That wasn’t the only force of nature Vaccarello had on his mind. Central to this collection was the incomparable Paloma Picasso, a Renaissance woman who, in her heyday, was as happy in a branché nightclub as she was in an artist’s studio. Or, for that matter, a designer’s atelier: Years ago, Pierre Bergé acknowledged Picasso’s pivotal role in shaking Monsieur Saint Laurent out of the lethargic and moribund world of haute couture, electrifying him into taking new risks. That role was somewhat lost to history until tonight, when Vaccarello celebrated her legacy in audacious and fabulous style. He brought the sketch of her trademark look—the dark hair, the scarlet lips, the masc/femme contrast, the clash of the opulent and the low down—firmly into today. “She projected a glamorous toughness,” Vaccarello said at a preview a few days before the show. “And it was a way for her to move through the world and hold her own.”

Much of this collection wrested on masculine-inflected tailoring, pace Picasso. Vaccarello’s jackets, with their broad shoulders which took months to perfect, were divine, and made even more so by the proportional juxtaposition of their three-quarter-length sleeves; the precision of the shape, said Vaccarello, was “to fix all those oversized jackets I am tired of seeing on Instagram; just to show what a well-cut jacket is.” Sometimes this tailoring was worn with lanky high-waisted jeans or tight pants cut from spandex, other times it morphed into jumpsuits, yet it was always accessorized with Pop Art bright leather gloves, a sunken galleon’s worth of ritzy jewelry, and the Tribute platform newly reborn in black patent leather. (BTW: Jeans and jewels are looking great again; ditto those platforms.)

Elsewhere, Vaccarello playfully, naughtily even, riffed on propriety. An exquisite small fitted jacket, embellished with gilded buttons, and worn with a slim ankle length skirt, would appear, and then out in stark contrast would stride a second-skin jumpsuit with a draped décolleté, the couture-like folds and twists of fabric taken from ’80s dresses he found in the YSL archive. The proper suddenly got a little perverse, but in a good way; I guess it’s all down to the company you keep. Through it all, one gesture was constant: the clutch bag slipped into the waistband of the pants, something he’d seen Picasso do with a theater program in a paparazzi shot back in the day. The insouciance of that, an aristocratic bit of sartorial swagger, was the amplifier of the message of the collection: Dressed up can be casual; casual can be dressed up.

+ + + +

- WHAT TO DO
1) Turn the paragraph of the fashion review that begins "Much of this collection" into a short bulleted list of its main facts.
2) Carry on the fashion review with a further paragraph that picks up after its final sentence.
The lines here have no connection to the fashion review.

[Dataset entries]
+ + + +

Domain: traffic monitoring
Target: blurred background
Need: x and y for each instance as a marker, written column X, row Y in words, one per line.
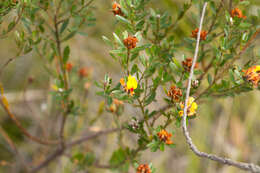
column 228, row 127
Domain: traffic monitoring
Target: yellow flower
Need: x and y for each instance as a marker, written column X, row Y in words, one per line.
column 131, row 84
column 192, row 107
column 252, row 75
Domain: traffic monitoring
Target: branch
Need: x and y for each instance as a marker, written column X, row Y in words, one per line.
column 245, row 166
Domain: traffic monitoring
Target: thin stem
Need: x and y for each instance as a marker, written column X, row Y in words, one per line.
column 245, row 166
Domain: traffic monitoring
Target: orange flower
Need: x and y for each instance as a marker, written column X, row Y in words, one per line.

+ + + +

- OUTPUTS IN ORDER
1)
- Much of the collection was built on masculine-inflected tailoring, in Picasso's manner.
- Vaccarello's jackets had broad shoulders that took months to perfect, paired with three-quarter-length sleeves.
- He said the precise shape was meant to fix the oversized jackets he was tired of seeing on Instagram and to show what a well-cut jacket is.
- The tailoring was worn with lanky high-waisted jeans or tight spandex pants, and sometimes became jumpsuits.
- It was always accessorized with bright Pop Art leather gloves, lavish jewelry, and the Tribute platform, newly reborn in black patent leather.
- The reviewer adds that jeans, jewels and those platforms are looking great again.

2)
It’s easy to see why Vaccarello would be so drawn to Picasso, beyond her contribution to the house of Saint Laurent. Her refusal to toe the line in terms of her gender and her physicality was powered both by the burgeoning sexual emancipation and the rise of feminism in the ’70s. Vaccarello’s time at Saint Laurent has been marked by his desire to imagine an idea of womanhood for the house which doesn’t get mired in political correctness, or in knee-jerk conservatism.

We’ve heard a lot about the return of the body and sexiness being back these past few days. Yet it’s a conversation Vaccarello has already been having for some time. He has been retooling the famed seductiveness and sensuality of Saint Laurent for a generation which thinks anew abouts its physicality, its sexuality, its gender. The celebration of someone like Picasso’s empowered and unapologetic sexuality is a way for Vaccarello to underscore the cruciality of women having absolute agency over their own bodies, particularly at a time when all too many challenges are coming along. It’s not always an easy line to walk, but that’s a message which will linger long after the lights are turned off on the runway, and the last drop of water has fallen onto it.